Task: Every line of the material that follows must be printed again exactly.

━━━━━━━━━━━━━━━━

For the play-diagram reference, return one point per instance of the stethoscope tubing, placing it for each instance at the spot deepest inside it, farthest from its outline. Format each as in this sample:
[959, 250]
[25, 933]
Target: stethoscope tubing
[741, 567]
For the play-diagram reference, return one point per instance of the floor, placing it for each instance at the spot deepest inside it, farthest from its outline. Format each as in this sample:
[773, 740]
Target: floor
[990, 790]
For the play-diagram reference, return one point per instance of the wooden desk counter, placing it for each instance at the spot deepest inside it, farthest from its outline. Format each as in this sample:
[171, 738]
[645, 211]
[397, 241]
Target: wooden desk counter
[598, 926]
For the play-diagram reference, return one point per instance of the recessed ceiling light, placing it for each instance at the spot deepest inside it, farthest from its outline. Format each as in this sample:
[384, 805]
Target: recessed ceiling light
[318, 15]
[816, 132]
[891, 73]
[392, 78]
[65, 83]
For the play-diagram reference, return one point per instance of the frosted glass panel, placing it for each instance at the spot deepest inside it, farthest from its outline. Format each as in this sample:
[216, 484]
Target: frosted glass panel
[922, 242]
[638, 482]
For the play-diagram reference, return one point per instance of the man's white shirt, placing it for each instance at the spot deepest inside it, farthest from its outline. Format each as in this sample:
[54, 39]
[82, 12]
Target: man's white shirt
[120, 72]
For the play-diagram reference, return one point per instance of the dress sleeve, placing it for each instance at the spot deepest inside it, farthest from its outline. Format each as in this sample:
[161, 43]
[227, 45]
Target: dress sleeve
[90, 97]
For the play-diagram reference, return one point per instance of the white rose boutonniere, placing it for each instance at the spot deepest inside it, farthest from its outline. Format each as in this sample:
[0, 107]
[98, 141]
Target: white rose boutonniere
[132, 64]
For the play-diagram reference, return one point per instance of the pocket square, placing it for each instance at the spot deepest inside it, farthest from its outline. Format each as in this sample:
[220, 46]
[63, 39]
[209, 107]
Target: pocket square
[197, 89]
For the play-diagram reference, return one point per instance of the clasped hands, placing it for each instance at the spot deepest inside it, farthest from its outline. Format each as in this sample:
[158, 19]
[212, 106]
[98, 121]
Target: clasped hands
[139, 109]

━━━━━━━━━━━━━━━━

Answer area:
For the play-diagram reference, return one point per instance of the stethoscope tubing, placing it for each instance at the spot deepest inside it, farthest from its outline. Format each as in this sample:
[959, 250]
[25, 933]
Target: stethoscope tubing
[741, 567]
For the play-diagram reference, return one point per instance of the floor, placing it for each instance at the spot deepest inside it, farthest from its outline. Format each as in this sample:
[773, 740]
Target: floor
[990, 790]
For the play-diagram reference, return one point per instance of the wooden desk counter, placing it for each instance at the spot deepest inside it, farthest from its outline. Format each as in this sample:
[171, 738]
[645, 211]
[397, 241]
Target: wooden desk counter
[598, 926]
For the play-diagram reference, return one point per instance of the recessed ceiling light, placing it for each instance at the spot deepest inside it, farthest from its outline. Format each as in this sample:
[384, 805]
Target: recessed ceiling light
[318, 15]
[816, 132]
[891, 73]
[392, 78]
[65, 83]
For the play-diagram reference, return one point per instance of the frosted glass panel, placing it for each instance at the spot deepest inside it, farthest from its outline. Format each as in this sample:
[216, 484]
Target: frosted glass panel
[922, 242]
[638, 482]
For the play-diagram reference, return one point per instance of the man's white shirt, placing it for each instance at the spot deepest inside it, farthest from its outline. Format each as in this sample:
[54, 39]
[82, 12]
Target: man's white shirt
[120, 72]
For the play-diagram reference, return one point per instance of the dress sleeve, placing it for each instance at the spot deepest inside it, farthest from its outline. Format each as in this sample:
[161, 43]
[227, 45]
Target: dress sleeve
[90, 97]
For the play-diagram reference, return one point per instance of the white rose boutonniere, placing it for each instance at the spot deepest inside it, farthest from its outline. Format each as in this sample:
[0, 107]
[98, 141]
Target: white rose boutonniere
[132, 64]
For the play-diagram reference, return one point per instance of the pocket square, placing it for each instance at the spot deepest inside it, farthest from its outline. Format each as in this sample:
[220, 46]
[63, 39]
[209, 107]
Target: pocket square
[197, 89]
For the play-diagram reference, return one point per instance of the clasped hands, placing it for each instance at the spot deepest inside it, farthest from its outline. Format each as in this sample:
[158, 19]
[212, 106]
[98, 121]
Target: clasped hands
[139, 109]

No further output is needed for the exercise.